_Task objective:_ Render all the data below as a numbered list, skipping any blank lines, and please leave the pictures out of your answer.

* * *

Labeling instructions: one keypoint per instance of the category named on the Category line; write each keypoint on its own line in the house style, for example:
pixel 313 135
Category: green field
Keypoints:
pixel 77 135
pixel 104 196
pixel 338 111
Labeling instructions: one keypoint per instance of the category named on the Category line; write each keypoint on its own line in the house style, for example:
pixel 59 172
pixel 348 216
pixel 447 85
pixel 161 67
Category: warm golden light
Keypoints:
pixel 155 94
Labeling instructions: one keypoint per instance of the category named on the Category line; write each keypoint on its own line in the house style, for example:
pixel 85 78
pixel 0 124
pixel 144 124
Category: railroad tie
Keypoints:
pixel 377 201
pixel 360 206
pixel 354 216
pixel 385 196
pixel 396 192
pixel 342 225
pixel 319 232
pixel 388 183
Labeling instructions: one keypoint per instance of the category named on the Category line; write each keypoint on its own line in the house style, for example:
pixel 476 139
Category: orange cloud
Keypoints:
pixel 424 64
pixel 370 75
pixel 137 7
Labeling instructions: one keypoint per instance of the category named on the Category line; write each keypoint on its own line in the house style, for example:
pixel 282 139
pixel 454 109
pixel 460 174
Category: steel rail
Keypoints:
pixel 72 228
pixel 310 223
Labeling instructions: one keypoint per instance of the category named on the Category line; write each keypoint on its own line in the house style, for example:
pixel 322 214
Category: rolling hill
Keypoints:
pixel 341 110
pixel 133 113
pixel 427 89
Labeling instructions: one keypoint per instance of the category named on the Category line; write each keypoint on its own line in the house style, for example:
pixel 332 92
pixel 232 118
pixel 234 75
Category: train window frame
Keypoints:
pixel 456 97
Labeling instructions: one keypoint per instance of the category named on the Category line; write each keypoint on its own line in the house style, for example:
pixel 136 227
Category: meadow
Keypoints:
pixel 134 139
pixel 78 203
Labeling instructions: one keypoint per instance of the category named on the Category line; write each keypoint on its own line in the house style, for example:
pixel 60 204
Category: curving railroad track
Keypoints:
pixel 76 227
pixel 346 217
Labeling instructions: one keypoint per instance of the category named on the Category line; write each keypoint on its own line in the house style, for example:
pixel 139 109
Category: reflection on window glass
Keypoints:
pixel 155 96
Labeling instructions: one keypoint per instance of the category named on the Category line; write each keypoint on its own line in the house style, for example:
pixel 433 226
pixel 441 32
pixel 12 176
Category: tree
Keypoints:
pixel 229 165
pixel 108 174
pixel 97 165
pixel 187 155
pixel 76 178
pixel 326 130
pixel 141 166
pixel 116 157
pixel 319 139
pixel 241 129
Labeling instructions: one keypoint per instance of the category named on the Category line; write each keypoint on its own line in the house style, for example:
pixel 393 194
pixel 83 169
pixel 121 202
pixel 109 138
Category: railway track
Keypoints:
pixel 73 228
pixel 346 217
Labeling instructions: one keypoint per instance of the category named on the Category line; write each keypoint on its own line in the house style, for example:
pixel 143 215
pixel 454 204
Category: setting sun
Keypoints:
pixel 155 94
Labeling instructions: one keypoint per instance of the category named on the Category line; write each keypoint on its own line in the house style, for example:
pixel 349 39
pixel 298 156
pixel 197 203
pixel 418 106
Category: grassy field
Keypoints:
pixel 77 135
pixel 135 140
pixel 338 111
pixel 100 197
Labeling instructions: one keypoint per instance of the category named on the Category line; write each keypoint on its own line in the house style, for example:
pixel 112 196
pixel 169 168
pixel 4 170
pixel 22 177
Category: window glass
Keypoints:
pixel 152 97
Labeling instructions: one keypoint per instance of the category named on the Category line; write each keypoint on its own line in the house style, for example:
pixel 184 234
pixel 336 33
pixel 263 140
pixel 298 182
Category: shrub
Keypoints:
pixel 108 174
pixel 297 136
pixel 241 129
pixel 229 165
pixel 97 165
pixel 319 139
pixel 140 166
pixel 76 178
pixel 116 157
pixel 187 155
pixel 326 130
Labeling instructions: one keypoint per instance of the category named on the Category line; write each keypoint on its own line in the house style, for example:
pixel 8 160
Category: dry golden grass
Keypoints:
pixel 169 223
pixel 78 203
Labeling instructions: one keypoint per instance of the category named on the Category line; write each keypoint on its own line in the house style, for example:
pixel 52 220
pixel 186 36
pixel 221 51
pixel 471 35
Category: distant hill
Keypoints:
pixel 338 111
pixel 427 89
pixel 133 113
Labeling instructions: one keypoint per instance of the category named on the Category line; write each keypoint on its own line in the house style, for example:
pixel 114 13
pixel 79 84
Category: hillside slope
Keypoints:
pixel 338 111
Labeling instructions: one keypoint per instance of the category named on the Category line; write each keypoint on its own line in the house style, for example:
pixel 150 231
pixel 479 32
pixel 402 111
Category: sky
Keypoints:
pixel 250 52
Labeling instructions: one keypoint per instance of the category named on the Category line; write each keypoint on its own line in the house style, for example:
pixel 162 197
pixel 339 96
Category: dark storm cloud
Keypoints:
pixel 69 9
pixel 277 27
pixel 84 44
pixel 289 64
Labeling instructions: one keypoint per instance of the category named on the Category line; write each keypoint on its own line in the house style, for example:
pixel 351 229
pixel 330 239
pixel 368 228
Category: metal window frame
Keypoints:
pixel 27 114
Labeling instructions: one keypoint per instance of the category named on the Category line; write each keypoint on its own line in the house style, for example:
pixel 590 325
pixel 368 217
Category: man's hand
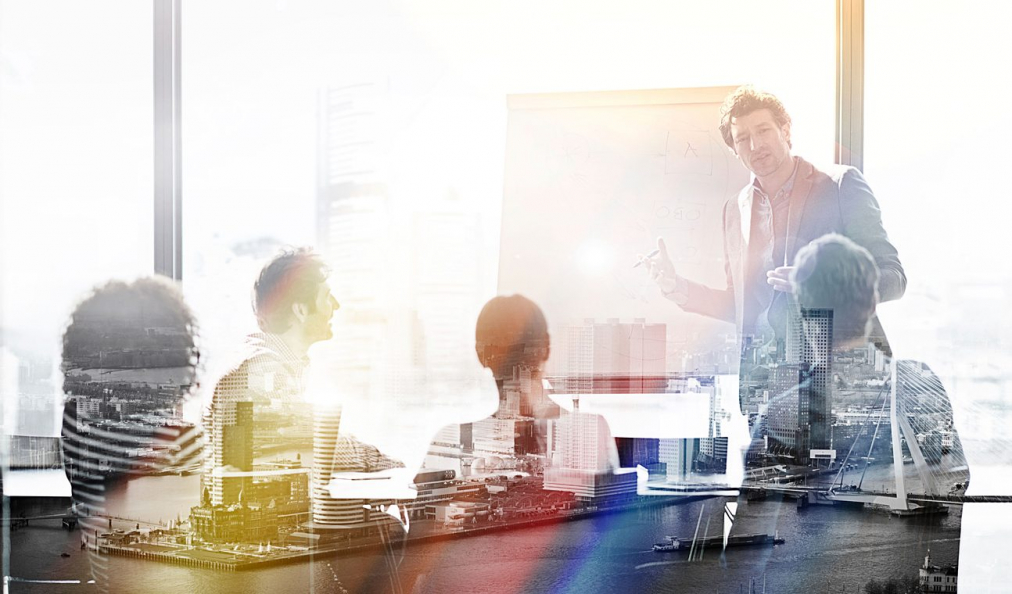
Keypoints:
pixel 660 267
pixel 779 278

* * *

_Result of the task:_
1. Labeling instructions: one keypoint per instance of the category named on the Category line; write each keypoint on its own line in the house style, for example:
2. pixel 313 135
3. Category: green field
4. Keypoints:
5. pixel 77 135
6. pixel 104 196
7. pixel 338 111
8. Labeling instructions: one keypoint per instance of the category named on the Category line; write each keypoint on its own line in the house style, for example:
9. pixel 59 172
10. pixel 348 216
11. pixel 447 85
12. pixel 161 67
13. Category: warm golden light
14. Keypoints:
15. pixel 155 94
16. Labeling instructions: one keypoint per instance of the category named on the Category line; write each keypoint on its own line in the house style, for example:
17. pixel 85 78
18. pixel 0 124
19. pixel 144 124
20. Category: railroad tie
21. Keypoints:
22. pixel 377 201
23. pixel 360 206
24. pixel 354 216
25. pixel 385 196
26. pixel 396 192
27. pixel 342 225
28. pixel 319 232
29. pixel 388 183
30. Labeling instructions: one keypoint per instance of the category named on the Category line; write each keypoint on its own line in the house style, for example:
31. pixel 476 139
32. Category: orange cloud
33. Keypoints:
34. pixel 424 64
35. pixel 370 75
36. pixel 137 7
37. Labeling instructions: one keypoint per instance of the category named on the Category line; write each keypoint on its own line in the house style, for example:
38. pixel 282 139
39. pixel 454 109
40. pixel 460 174
41. Category: steel rail
42. Keypoints:
43. pixel 72 228
44. pixel 310 223
45. Labeling instructions: one keypoint per instance of the category named on the Category line; write each keypoint on its own line in the house style, for example:
46. pixel 322 214
47. Category: rolling hill
48. Keypoints:
49. pixel 341 110
50. pixel 133 113
51. pixel 427 89
52. Labeling instructions: one keypoint per instance of the category named on the Category line; write each keypoint on its own line in the house style, for example:
53. pixel 332 92
54. pixel 232 118
55. pixel 234 75
56. Category: train window frame
57. Keypoints:
58. pixel 456 97
59. Labeling instructions: one keypoint per instance of the category named on the Category line; write each keypoint on its own line in the house style, for example:
60. pixel 136 227
61. Category: meadow
62. Keypoints:
63. pixel 134 139
64. pixel 78 203
65. Labeling instructions: one keypoint per instance of the category named on the Category line; write each keypoint on its own line in the house style, for example:
66. pixel 60 204
67. Category: curving railroad track
68. Keypoints:
69. pixel 76 227
70. pixel 346 217
71. Labeling instructions: one keypoint per instance of the category named on the Category line; write each keypoint on its own line in the house style, for example:
72. pixel 139 109
73. Category: reflection on window glass
74. Keypoints:
75. pixel 155 96
76. Labeling instructions: one keypoint per instance of the category named on the Category line; write each keypoint on its own line in the house style, for example:
77. pixel 433 226
78. pixel 441 32
79. pixel 12 176
80. Category: tree
81. Keypoints:
82. pixel 229 165
83. pixel 108 174
84. pixel 97 165
85. pixel 187 155
86. pixel 76 178
87. pixel 326 130
88. pixel 141 166
89. pixel 116 157
90. pixel 319 139
91. pixel 241 129
92. Labeling instructions: one keypoint per instance of the category named on the Category line; write each keypoint on its own line in the house style, for example:
93. pixel 393 194
94. pixel 83 169
95. pixel 121 202
96. pixel 109 138
97. Category: railway track
98. Keypoints:
99. pixel 73 228
100. pixel 346 217
101. Labeling instructions: one keypoint per instance of the category named on the Category line; write each keypoint on its own line in the house style, for example:
102. pixel 143 215
103. pixel 454 204
104. Category: setting sun
105. Keypoints:
106. pixel 155 94
107. Labeling instructions: one keypoint per instance of the category named on the Category line; write each keypoint on its own line in the house style, for example:
108. pixel 349 39
109. pixel 298 156
110. pixel 197 203
111. pixel 418 106
112. Category: grassy field
113. Keypoints:
114. pixel 77 135
115. pixel 135 140
116. pixel 338 111
117. pixel 100 197
118. Labeling instructions: one keypoint per instance of the category named on the Category line; write each keypoint on its own line in the house style, for example:
119. pixel 112 196
120. pixel 169 168
121. pixel 4 170
122. pixel 22 177
123. Category: window glass
124. Keypoints:
125. pixel 152 97
126. Labeling instructions: one keypoint per instance of the category named on the Category line; write each keypoint on its own line in the house style, for example:
127. pixel 184 234
128. pixel 336 33
129. pixel 263 140
130. pixel 298 182
131. Category: shrub
132. Keypoints:
133. pixel 108 174
134. pixel 297 136
135. pixel 241 129
136. pixel 229 165
137. pixel 97 165
138. pixel 319 139
139. pixel 140 166
140. pixel 76 178
141. pixel 116 157
142. pixel 187 155
143. pixel 326 130
144. Labeling instructions: one keypoint per instance of the category named on the Category line; write each keypoint on its own line in the house style, for example:
145. pixel 8 160
146. Category: dry golden grass
147. Keypoints:
148. pixel 169 223
149. pixel 78 203
150. Labeling instructions: one keypoint per instance of the category named on the Category line; write each keypoint on its own line in the house style, for example:
151. pixel 52 220
152. pixel 186 36
153. pixel 221 51
154. pixel 471 35
155. Category: distant hill
156. Keypoints:
157. pixel 338 111
158. pixel 427 89
159. pixel 133 113
160. Labeling instructions: one keypoint per instance of the category named on the Category line; write each keypoint on its own line in the house style, for example:
161. pixel 114 13
162. pixel 79 84
163. Category: hillside slope
164. Keypoints:
165. pixel 338 111
166. Labeling instructions: one keypoint per instance of the category named on the Category line; write each keypoint on its own line in the house style, for example:
167. pixel 150 231
168. pixel 479 32
169. pixel 402 111
170. Category: sky
171. Keypoints:
172. pixel 250 52
173. Labeling instructions: one keypoint per instance of the category named on the Category line; write each keypoint on its own line in the house style, for example:
174. pixel 162 197
175. pixel 339 96
176. Category: dark storm cloud
177. Keypoints:
178. pixel 69 9
179. pixel 277 27
180. pixel 84 44
181. pixel 289 64
182. Labeling instructions: one keypoint per instance of the category named on the Category line; write each keypoint on its own line in the house style, for example:
183. pixel 351 229
184. pixel 330 239
185. pixel 368 228
186. Category: metal window frame
187. Keypoints:
188. pixel 27 114
189. Labeling instructions: one keypoint per instance of the category named on the Category line; write each keypoint on its own line in the house style, for example:
190. pixel 590 325
191. pixel 368 217
192. Category: man's hand
193. Keypoints:
194. pixel 660 267
195. pixel 779 278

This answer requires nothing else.